_EXERCISE INSTRUCTIONS_:
**1)** In the passage on the short-haul flight ban, what rail-journey limit did the citizens' convention on the climate originally propose?
**2)** Do these statements agree with the passage on the short-haul flight ban? (a) Connecting flights are affected by the change. (b) The measure was included in a 2021 climate law. (c) Travelers must be able to spend eight hours at their destination and still make the outbound and return train journeys on the same day.
**3)** Carry the passage on the short-haul flight ban forward from its last sentence.

(SELECTED TEXT Opens)

Although the move was included in a 2021 climate law and already applied in practice, some airlines had asked the European Commission to investigate whether it was legal.
The change mostly rules out air trips between Paris and regional hubs such as Nantes, Lyon and Bordeaux, with connecting flights unaffected.
Critics have noted that the cutoff point for comparable train journeys is shy of the roughly three hours it takes to travel from Paris to Mediterranean port city Marseille by high-speed rail.
The original proposal – put forward by the citizens’ convention on the climate – was to ban any flight for journeys that could be done within six hours by rail, but this was watered down as the bill passed through parliament.
The law also specifies that train services on the same route must be frequent, timely and well-connected enough to meet the needs of passengers who would otherwise travel by air – and able to absorb the increase in passenger numbers.
People making such trips should be able to make outbound and return train journeys on the same day, having spent eight hours at their destination.

(SELECTED TEXT Closes)
(PROVIDED RECORDS Opens)

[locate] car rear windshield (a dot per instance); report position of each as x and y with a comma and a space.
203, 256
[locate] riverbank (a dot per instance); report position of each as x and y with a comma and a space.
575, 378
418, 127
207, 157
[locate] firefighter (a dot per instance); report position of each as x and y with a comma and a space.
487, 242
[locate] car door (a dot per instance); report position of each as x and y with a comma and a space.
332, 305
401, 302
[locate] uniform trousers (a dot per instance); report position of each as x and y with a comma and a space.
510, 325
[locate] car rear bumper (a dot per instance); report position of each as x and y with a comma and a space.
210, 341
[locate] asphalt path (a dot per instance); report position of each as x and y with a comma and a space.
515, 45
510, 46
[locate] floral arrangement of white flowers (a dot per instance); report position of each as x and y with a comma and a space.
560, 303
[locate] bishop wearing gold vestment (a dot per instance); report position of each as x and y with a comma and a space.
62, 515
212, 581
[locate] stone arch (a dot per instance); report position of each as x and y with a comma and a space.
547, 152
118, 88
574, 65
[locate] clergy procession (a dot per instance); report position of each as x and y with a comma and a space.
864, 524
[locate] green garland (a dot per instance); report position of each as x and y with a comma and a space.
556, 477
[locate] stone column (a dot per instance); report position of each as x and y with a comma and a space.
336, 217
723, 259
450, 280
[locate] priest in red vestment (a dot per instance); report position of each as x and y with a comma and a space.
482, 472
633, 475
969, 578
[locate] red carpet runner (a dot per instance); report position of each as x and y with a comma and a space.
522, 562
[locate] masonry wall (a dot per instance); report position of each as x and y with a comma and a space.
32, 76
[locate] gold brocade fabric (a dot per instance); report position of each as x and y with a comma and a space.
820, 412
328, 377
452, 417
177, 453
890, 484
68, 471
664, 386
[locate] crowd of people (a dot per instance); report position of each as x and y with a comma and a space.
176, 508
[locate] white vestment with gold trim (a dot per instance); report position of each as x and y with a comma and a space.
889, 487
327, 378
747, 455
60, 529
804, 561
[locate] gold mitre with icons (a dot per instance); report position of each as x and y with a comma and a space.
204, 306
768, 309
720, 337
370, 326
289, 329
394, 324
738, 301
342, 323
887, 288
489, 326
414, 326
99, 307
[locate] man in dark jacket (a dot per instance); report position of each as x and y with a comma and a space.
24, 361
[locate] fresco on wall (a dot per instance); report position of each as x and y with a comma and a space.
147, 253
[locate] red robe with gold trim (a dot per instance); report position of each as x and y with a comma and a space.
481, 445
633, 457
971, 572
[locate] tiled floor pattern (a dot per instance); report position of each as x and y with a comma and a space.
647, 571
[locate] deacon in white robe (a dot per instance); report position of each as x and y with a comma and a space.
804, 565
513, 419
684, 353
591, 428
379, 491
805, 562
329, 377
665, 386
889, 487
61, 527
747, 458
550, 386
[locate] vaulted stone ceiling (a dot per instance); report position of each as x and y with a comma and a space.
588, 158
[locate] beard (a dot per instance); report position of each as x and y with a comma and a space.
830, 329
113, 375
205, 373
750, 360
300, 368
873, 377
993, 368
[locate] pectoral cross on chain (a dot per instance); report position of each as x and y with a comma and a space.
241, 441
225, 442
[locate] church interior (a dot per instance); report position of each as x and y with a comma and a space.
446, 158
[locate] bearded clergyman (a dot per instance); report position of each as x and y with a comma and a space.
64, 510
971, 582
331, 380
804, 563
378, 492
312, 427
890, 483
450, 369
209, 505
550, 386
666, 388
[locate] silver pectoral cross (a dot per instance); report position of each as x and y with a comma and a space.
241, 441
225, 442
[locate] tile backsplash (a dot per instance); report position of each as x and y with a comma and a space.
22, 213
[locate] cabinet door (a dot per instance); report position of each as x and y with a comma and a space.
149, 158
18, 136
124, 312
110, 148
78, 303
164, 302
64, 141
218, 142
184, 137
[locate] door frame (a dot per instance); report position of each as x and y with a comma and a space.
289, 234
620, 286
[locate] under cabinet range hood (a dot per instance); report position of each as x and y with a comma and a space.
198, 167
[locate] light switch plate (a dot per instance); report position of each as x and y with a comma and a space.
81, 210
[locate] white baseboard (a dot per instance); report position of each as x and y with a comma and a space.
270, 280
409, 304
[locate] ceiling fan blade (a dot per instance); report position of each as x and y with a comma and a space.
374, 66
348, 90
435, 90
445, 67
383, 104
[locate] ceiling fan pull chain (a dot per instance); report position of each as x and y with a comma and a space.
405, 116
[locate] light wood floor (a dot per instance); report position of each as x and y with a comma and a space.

(PROVIDED RECORDS Closes)

_YOUR RESPONSES_:
**1)** It proposed banning any flight for journeys that could be done within six hours by rail.

**2)**
(a) No: "with connecting flights unaffected."
(b) Yes: "the move was included in a 2021 climate law."
(c) Yes: "should be able to make outbound and return train journeys on the same day, having spent eight hours at their destination."

**3)**
The law affects only commercial flights, not journeys taken by private jet. The government had already secured Air France’s compliance with the plan in exchange for a 2020 Covid financial support package.
Competitors were banned from simply filling the gap.
The step comes as French politicians have also been debating how to reduce emissions from private jets.
While Green MPs have called for banning small private flights altogether, Transport Minister Clement Beaune last month trailed a higher climate charge for users from next year.
The French football team Paris-Saint-Germain last year came in for an avalanche of criticism for travelling by plane to a match in Nantes – a journey that could be made by train in just two hours.